Stored data entries:
** START **
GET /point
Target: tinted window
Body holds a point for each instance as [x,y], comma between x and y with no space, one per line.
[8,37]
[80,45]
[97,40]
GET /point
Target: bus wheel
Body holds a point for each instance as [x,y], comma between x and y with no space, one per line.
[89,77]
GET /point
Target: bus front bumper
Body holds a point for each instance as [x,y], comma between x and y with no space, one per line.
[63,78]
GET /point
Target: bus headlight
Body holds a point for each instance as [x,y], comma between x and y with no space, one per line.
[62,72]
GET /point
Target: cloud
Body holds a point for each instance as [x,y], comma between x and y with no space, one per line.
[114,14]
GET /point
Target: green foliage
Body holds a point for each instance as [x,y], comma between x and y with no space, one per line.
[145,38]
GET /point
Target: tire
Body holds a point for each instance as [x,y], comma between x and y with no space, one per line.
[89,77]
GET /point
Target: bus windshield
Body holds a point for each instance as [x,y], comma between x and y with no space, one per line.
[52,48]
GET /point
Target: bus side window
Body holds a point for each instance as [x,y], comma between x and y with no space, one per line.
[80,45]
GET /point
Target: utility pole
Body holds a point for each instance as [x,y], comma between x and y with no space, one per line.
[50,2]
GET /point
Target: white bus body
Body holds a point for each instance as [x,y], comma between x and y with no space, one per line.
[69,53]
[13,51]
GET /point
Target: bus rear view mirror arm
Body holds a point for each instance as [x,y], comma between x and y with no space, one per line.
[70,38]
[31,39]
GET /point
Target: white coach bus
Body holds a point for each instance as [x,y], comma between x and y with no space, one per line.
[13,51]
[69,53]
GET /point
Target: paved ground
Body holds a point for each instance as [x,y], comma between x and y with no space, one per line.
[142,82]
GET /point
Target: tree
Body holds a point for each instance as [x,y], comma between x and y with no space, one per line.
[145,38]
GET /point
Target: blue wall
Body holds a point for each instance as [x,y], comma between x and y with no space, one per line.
** END **
EXERCISE GOAL
Using the listing above, retype each line exactly.

SOLUTION
GET /point
Target: tinted window
Body holds a point for each instance as [x,y], comma between x and y with no space, one per line.
[8,37]
[80,45]
[97,40]
GET /point
Target: bus wheel
Body holds a point for each instance as [x,y], comma between x and y with no space, one per line.
[89,77]
GET /point
Target: bus front bumper
Body holds a point for each instance as [x,y], comma between x and y with no space, one per line.
[63,78]
GET /point
Target: bus headlight
Body holds a point for each instance as [x,y], comma between x and y with no space, one per line.
[62,72]
GET /point
Target: cloud
Body holds a point for each instance as [x,y], comma between x and y with no space, one per line.
[114,14]
GET /point
Target: green foliage
Body holds a point for each instance as [x,y], comma between x and y with no space, one per line.
[145,38]
GET /point
Target: tire
Body holds a point for each instance as [x,y], comma between x and y with no space, one per line.
[89,77]
GET /point
Target: bus windshield
Body holds a point for each instance as [x,y], comma between x and y with no space, one per line.
[52,48]
GET /point
Target: bus side window
Body holds a point for each instance as [x,y], comma between x and y with no space, one per line.
[80,45]
GET /point
Target: utility pole
Body holds a point for each instance as [x,y], comma between x and y with no space, one per line.
[50,2]
GET /point
Target: white bus body
Body holds a point for each instance as [x,y], comma between x and y with no space, one per line.
[69,53]
[13,51]
GET /point
Target: bus rear view mirror arm
Body holds a point for each instance as [x,y], comma between x and y with no space, one per line.
[70,38]
[31,39]
GET /point
Target: white coach bus
Body holds a point for each instance as [x,y], comma between x and y with no space, one per line.
[13,51]
[69,53]
GET /point
Target: paved ground
Body holds a point for each instance as [x,y], comma between x and y with no space, one per line.
[142,82]
GET /point
Target: tree
Body holds a point for each instance as [x,y], comma between x and y with no space, one per line.
[145,38]
GET /point
Target: blue wall
Body holds a point for each instance as [x,y], comma between x and y with no space, one per line.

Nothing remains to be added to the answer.